EXERCISE MATERIALS START

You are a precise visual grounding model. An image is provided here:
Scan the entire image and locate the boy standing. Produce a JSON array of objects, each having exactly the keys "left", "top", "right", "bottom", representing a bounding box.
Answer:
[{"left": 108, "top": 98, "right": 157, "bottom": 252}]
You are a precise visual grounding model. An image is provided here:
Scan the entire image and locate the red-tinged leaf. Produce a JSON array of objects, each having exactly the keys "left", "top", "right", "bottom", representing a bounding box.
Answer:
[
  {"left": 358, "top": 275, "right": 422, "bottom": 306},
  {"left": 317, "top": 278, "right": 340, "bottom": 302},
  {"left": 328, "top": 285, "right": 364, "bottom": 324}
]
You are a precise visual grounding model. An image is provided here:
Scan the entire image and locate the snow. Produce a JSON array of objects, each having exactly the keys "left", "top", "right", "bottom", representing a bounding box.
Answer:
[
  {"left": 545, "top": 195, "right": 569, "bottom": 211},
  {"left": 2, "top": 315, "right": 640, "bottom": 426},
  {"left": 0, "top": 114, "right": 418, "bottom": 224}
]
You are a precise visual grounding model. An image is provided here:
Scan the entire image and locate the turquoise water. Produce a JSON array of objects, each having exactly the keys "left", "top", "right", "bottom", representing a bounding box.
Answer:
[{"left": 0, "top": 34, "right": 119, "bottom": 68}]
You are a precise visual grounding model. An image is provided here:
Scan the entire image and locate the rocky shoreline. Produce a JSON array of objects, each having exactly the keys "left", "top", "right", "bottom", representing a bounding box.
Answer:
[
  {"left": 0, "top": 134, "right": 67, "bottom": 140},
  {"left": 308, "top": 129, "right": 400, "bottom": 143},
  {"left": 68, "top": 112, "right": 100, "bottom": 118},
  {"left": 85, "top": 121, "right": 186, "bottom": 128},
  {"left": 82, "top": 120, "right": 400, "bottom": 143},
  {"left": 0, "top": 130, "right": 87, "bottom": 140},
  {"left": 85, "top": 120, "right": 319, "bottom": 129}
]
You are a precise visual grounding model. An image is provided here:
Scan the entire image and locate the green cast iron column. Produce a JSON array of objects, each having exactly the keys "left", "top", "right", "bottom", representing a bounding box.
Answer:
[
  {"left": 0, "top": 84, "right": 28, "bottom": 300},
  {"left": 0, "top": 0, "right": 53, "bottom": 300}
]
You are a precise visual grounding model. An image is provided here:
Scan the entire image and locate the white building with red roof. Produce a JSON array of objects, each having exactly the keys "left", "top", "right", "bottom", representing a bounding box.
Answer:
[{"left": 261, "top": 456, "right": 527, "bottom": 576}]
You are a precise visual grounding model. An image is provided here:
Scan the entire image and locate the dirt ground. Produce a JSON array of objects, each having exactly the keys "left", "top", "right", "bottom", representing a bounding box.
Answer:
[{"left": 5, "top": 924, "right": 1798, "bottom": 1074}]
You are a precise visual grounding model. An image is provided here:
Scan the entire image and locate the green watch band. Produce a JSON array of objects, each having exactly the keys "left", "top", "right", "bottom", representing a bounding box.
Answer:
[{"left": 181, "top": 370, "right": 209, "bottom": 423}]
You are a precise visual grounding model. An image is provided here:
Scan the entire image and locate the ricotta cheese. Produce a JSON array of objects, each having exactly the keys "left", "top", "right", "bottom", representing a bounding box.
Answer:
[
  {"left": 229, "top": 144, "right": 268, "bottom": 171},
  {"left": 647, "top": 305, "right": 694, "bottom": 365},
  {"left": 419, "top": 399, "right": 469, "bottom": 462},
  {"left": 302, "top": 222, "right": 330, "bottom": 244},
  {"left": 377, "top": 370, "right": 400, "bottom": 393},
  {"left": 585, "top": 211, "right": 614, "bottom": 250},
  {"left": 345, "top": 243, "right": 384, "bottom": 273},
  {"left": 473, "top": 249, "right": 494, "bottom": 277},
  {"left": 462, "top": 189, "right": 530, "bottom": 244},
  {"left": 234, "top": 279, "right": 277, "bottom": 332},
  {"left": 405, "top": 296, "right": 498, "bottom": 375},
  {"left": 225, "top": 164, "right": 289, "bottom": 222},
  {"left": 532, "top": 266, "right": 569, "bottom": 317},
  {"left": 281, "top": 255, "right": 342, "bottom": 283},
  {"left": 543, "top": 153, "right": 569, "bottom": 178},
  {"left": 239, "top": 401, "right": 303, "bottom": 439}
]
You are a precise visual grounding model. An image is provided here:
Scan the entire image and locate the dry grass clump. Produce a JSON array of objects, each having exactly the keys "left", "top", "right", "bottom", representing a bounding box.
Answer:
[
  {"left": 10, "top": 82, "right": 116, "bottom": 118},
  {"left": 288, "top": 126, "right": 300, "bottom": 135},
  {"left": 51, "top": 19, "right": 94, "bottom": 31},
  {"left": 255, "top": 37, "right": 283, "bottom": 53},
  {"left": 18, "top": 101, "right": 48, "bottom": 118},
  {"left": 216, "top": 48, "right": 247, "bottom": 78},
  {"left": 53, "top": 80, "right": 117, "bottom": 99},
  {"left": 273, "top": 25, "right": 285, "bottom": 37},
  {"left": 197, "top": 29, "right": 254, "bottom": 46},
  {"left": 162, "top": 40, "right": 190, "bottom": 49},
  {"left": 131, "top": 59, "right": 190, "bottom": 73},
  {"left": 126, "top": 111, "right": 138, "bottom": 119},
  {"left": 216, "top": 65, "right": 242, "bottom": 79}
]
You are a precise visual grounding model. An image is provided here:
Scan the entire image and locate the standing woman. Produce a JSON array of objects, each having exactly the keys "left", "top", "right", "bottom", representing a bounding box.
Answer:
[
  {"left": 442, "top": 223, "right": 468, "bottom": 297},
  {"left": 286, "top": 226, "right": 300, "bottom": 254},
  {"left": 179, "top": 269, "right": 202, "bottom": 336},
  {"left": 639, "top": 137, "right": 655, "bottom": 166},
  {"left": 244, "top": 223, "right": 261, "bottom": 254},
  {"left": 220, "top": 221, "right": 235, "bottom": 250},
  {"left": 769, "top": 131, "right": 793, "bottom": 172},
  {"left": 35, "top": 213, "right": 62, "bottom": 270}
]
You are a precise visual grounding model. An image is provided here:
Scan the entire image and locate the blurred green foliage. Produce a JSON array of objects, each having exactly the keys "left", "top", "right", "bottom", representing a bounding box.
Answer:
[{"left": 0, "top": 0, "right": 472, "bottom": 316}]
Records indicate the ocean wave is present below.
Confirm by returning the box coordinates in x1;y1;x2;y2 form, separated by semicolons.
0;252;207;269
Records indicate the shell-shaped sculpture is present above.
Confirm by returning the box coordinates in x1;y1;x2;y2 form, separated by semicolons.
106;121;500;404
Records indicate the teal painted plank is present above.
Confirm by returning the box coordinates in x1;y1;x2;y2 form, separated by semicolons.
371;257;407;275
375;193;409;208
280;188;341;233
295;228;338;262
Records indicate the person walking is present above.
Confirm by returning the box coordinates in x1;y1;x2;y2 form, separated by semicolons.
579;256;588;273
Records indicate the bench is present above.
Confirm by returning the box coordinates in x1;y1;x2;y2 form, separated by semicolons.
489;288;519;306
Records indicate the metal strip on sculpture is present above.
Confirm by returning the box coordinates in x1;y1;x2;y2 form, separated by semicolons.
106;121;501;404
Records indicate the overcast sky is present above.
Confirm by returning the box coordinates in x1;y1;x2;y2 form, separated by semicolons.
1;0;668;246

EXERCISE MATERIALS END

-- TASK BRIEF --
Would you repeat the records above without any changes?

-- TASK ANSWER --
You are a precise visual grounding model. An image is provided here:
Scan the entire image and locate the boy standing. Produce a JSON array of objects, each having exactly the keys "left", "top", "right", "bottom", representing a bounding box.
Answer:
[{"left": 108, "top": 98, "right": 157, "bottom": 252}]
You are a precise visual grounding model. An image is provided here:
Scan the entire image and locate the red-tinged leaf. Produce a JSON array of objects, each having exactly the keys "left", "top", "right", "bottom", representing a bounding box.
Answer:
[
  {"left": 358, "top": 275, "right": 422, "bottom": 306},
  {"left": 317, "top": 278, "right": 340, "bottom": 302},
  {"left": 328, "top": 285, "right": 364, "bottom": 324}
]
You are a precise visual grounding model. An image is provided here:
Scan the entire image and locate the snow. Produce a JSON array of objects, each having exactly the keys "left", "top", "right", "bottom", representing a bounding box.
Answer:
[
  {"left": 545, "top": 195, "right": 569, "bottom": 211},
  {"left": 2, "top": 315, "right": 640, "bottom": 426},
  {"left": 0, "top": 114, "right": 418, "bottom": 224}
]
You are a precise visual grounding model. An image is provided here:
Scan the entire image and locate the turquoise water. Produce a JSON array of objects, each having exactly the keys "left", "top", "right", "bottom", representing a bounding box.
Answer:
[{"left": 0, "top": 34, "right": 119, "bottom": 68}]
You are a precise visual grounding model. An image is provided here:
Scan the entire image and locate the rocky shoreline. Produce a JSON array of objects, each having exactly the keys "left", "top", "right", "bottom", representing a bounding box.
Answer:
[
  {"left": 0, "top": 134, "right": 67, "bottom": 140},
  {"left": 308, "top": 129, "right": 400, "bottom": 143},
  {"left": 68, "top": 112, "right": 100, "bottom": 118},
  {"left": 85, "top": 121, "right": 186, "bottom": 128},
  {"left": 82, "top": 120, "right": 400, "bottom": 143},
  {"left": 0, "top": 130, "right": 87, "bottom": 140},
  {"left": 85, "top": 120, "right": 319, "bottom": 129}
]
You are a precise visual grounding model. An image is provided here:
Scan the entire image and locate the green cast iron column. Produce a JSON array of objects, each having exactly the keys "left", "top", "right", "bottom", representing a bounding box.
Answer:
[
  {"left": 0, "top": 84, "right": 28, "bottom": 300},
  {"left": 0, "top": 0, "right": 53, "bottom": 300}
]
You are a precise visual grounding model. An image is provided here:
Scan the entire image and locate the white building with red roof. Produce a JSON array of objects, each having exactly the keys "left", "top", "right", "bottom", representing a bounding box.
Answer:
[{"left": 261, "top": 456, "right": 527, "bottom": 576}]
You are a precise visual grounding model. An image is provided here:
Scan the entire image and locate the dirt ground. Produce a JSON array of objects, each having exactly the keys "left", "top", "right", "bottom", representing a bounding box.
Answer:
[{"left": 5, "top": 924, "right": 1798, "bottom": 1074}]
You are a precise visual grounding model. An image is provided here:
Scan the entire image and locate the green watch band. Produce a JSON array of objects, each having exactly the keys "left", "top", "right", "bottom", representing a bounding box.
Answer:
[{"left": 181, "top": 370, "right": 209, "bottom": 423}]
You are a precise visual grounding model. An image is provided here:
Scan the entire image and locate the ricotta cheese. Produce a JSON array of objects, each having exactly the keys "left", "top", "right", "bottom", representing a bounding box.
Answer:
[
  {"left": 229, "top": 144, "right": 268, "bottom": 171},
  {"left": 647, "top": 305, "right": 694, "bottom": 365},
  {"left": 419, "top": 399, "right": 469, "bottom": 462},
  {"left": 302, "top": 222, "right": 330, "bottom": 244},
  {"left": 377, "top": 370, "right": 400, "bottom": 393},
  {"left": 585, "top": 211, "right": 614, "bottom": 250},
  {"left": 345, "top": 243, "right": 384, "bottom": 273},
  {"left": 473, "top": 249, "right": 494, "bottom": 277},
  {"left": 462, "top": 189, "right": 530, "bottom": 244},
  {"left": 234, "top": 279, "right": 277, "bottom": 332},
  {"left": 405, "top": 296, "right": 498, "bottom": 375},
  {"left": 225, "top": 164, "right": 289, "bottom": 222},
  {"left": 532, "top": 266, "right": 569, "bottom": 317},
  {"left": 281, "top": 255, "right": 342, "bottom": 283},
  {"left": 543, "top": 153, "right": 569, "bottom": 178},
  {"left": 239, "top": 401, "right": 303, "bottom": 439}
]
You are a precise visual grounding model. An image is provided here:
Scan the entire image and locate the dry grass clump. Produce a JSON array of objects, each having exactly the keys "left", "top", "right", "bottom", representing a bounding box.
Answer:
[
  {"left": 10, "top": 82, "right": 116, "bottom": 118},
  {"left": 288, "top": 126, "right": 300, "bottom": 135},
  {"left": 51, "top": 19, "right": 94, "bottom": 31},
  {"left": 255, "top": 37, "right": 283, "bottom": 53},
  {"left": 18, "top": 101, "right": 48, "bottom": 118},
  {"left": 216, "top": 48, "right": 247, "bottom": 78},
  {"left": 53, "top": 80, "right": 117, "bottom": 99},
  {"left": 273, "top": 25, "right": 285, "bottom": 37},
  {"left": 197, "top": 29, "right": 254, "bottom": 46},
  {"left": 162, "top": 40, "right": 190, "bottom": 49},
  {"left": 131, "top": 59, "right": 190, "bottom": 73},
  {"left": 126, "top": 111, "right": 138, "bottom": 119},
  {"left": 216, "top": 65, "right": 242, "bottom": 79}
]
You are a precise visual grounding model. An image is provided here:
Scan the entire image and locate the standing woman. Produce a JSON array of objects, each having exactly the keys "left", "top", "right", "bottom", representing a bounding box.
Answer:
[
  {"left": 442, "top": 223, "right": 468, "bottom": 297},
  {"left": 286, "top": 226, "right": 300, "bottom": 254},
  {"left": 179, "top": 269, "right": 202, "bottom": 336},
  {"left": 639, "top": 137, "right": 655, "bottom": 166},
  {"left": 244, "top": 223, "right": 261, "bottom": 254},
  {"left": 220, "top": 221, "right": 235, "bottom": 250},
  {"left": 769, "top": 131, "right": 793, "bottom": 172},
  {"left": 35, "top": 213, "right": 62, "bottom": 270}
]
You are a precise visual grounding model. An image is provided here:
Scan the entire image and locate the blurred green foliage. Produce a JSON array of objects, each having exactly the keys "left", "top", "right", "bottom", representing a bounding box.
Answer:
[{"left": 0, "top": 0, "right": 472, "bottom": 316}]
Records indicate the ocean wave is present below.
Confirm by returning the box coordinates in x1;y1;x2;y2 form, separated by semicolons.
0;252;207;269
Records indicate the shell-shaped sculpture is present above.
Confirm by returning the box coordinates in x1;y1;x2;y2 form, separated by semicolons.
106;121;500;404
Records indicate the teal painted plank is present above.
Confirm by returning the box coordinates in x1;y1;x2;y2 form, separated by semicolons.
371;257;407;275
375;193;409;208
280;188;341;233
295;228;338;262
Records indicate the person walking is present above.
Confirm by returning the box coordinates in x1;y1;x2;y2 form, separated by semicolons.
579;256;588;273
Records indicate the bench is present above.
Confirm by returning the box coordinates in x1;y1;x2;y2 form, separated by semicolons.
489;288;519;306
Records indicate the metal strip on sculpture is present above.
Confirm by returning the box coordinates in x1;y1;x2;y2 form, separated by semicolons.
106;121;501;404
Records indicate the overcast sky is present above.
Confirm by returning the box coordinates in x1;y1;x2;y2 form, separated by semicolons.
1;0;668;246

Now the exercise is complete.